Data items →

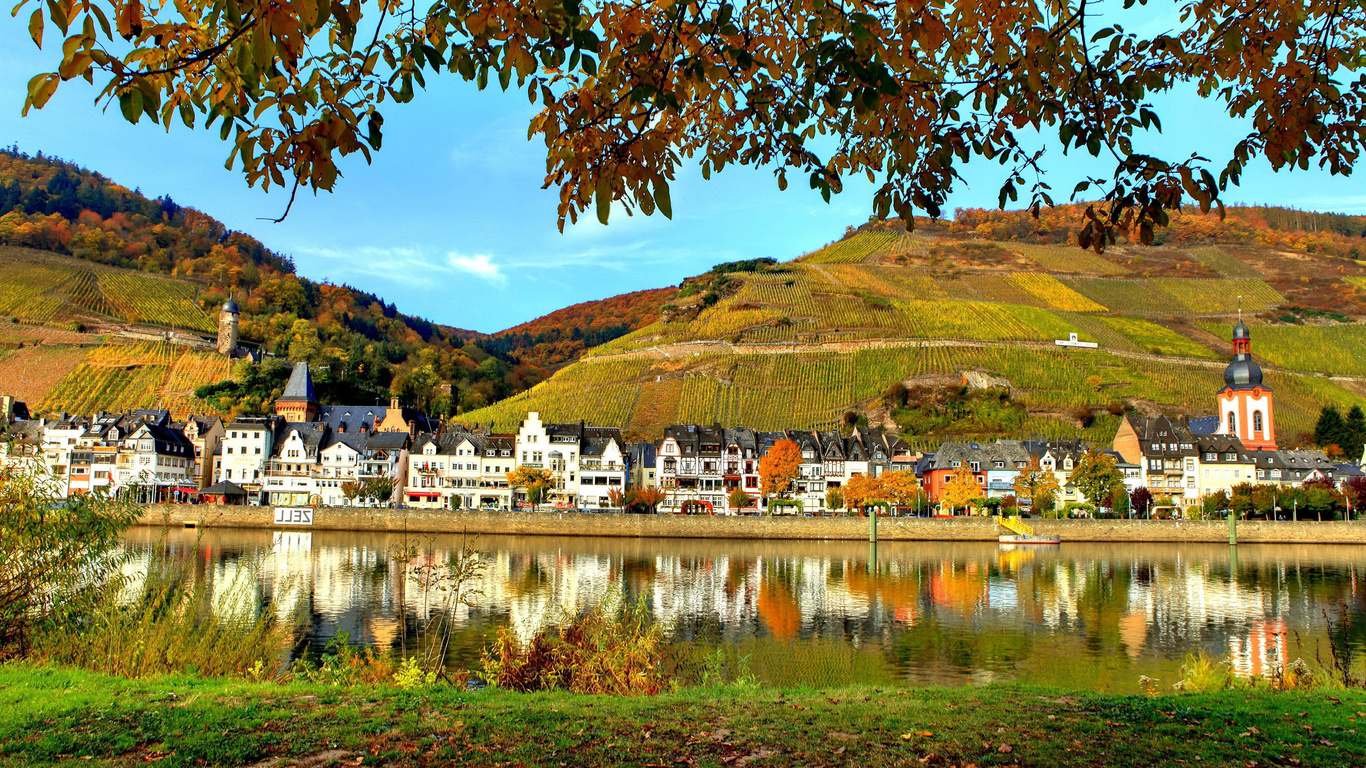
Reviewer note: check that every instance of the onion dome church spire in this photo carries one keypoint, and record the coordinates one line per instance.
(1245, 403)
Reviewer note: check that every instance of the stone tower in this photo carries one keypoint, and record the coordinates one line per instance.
(1245, 403)
(298, 402)
(228, 328)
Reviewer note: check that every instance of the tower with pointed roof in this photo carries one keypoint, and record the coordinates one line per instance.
(298, 402)
(1245, 403)
(228, 317)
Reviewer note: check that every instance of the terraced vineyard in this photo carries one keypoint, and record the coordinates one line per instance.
(829, 332)
(120, 377)
(43, 287)
(816, 388)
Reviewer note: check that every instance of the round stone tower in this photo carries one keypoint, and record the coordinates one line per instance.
(228, 328)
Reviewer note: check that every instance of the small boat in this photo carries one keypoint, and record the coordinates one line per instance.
(1021, 533)
(1029, 539)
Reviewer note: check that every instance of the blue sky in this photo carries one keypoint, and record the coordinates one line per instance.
(451, 223)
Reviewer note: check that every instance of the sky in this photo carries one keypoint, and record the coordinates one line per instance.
(450, 220)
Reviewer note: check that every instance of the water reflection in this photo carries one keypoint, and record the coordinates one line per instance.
(1083, 615)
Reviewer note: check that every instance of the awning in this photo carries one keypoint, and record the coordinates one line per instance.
(226, 488)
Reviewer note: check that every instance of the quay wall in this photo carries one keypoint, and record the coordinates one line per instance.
(756, 528)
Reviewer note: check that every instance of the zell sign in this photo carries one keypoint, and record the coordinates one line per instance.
(293, 515)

What the task requires →
Quote every line of the listing above verbatim, but omit the pictures.

Written answer →
Reviewer note: check that every instance of the onion dome church spire in this photo carries one keypoint, and record the coordinates one line per instance.
(1245, 403)
Reviewer note: check that every instance of the stone tower in this photo carries one keypoint, and record the coordinates one line per instance.
(1245, 403)
(298, 402)
(228, 328)
Reviewer note: check that every instance of the tower with pointed roof in this photo carries one keypoint, and record the coordinates one line per instance.
(298, 402)
(1245, 403)
(228, 317)
Reviewer note: check that every instance of the terraced vineyard in this photo carries one keypoint, and record the coordinates one line per instance.
(829, 332)
(120, 377)
(43, 287)
(816, 388)
Reviewer note: check that every instance of the round stone tower in this photo carries one keypoint, and record the coordinates one line per instance.
(228, 328)
Reviewer note: check that every instance of the small boat in this photo carries one keypoint, and record the coordinates one line per instance.
(1021, 533)
(1029, 539)
Reviewer note: check that every instance of the blue sky in this photo carries one keypoint, and record the coordinates one line per instance.
(451, 223)
Reviewer note: check that every instance of the sky in this photo carries one keypoint, and record the coordinates one line per instance.
(450, 220)
Reviewer note: check that every instance of the water reflection in this photo carries one keypoint, and record the coordinates one line per instance.
(1083, 615)
Reviewer note: check that every instance of the awning in this photo carries one keypoint, and record the coordinates one line per instance.
(226, 488)
Reviewer note: check that every instance of the quay wall in this photo carries one keypoint, and record the coordinates one line per instance.
(756, 528)
Reviewer note: check that every instance of the zell sign in this photo carries one keypoint, and record the coordinates one line per instance.
(293, 515)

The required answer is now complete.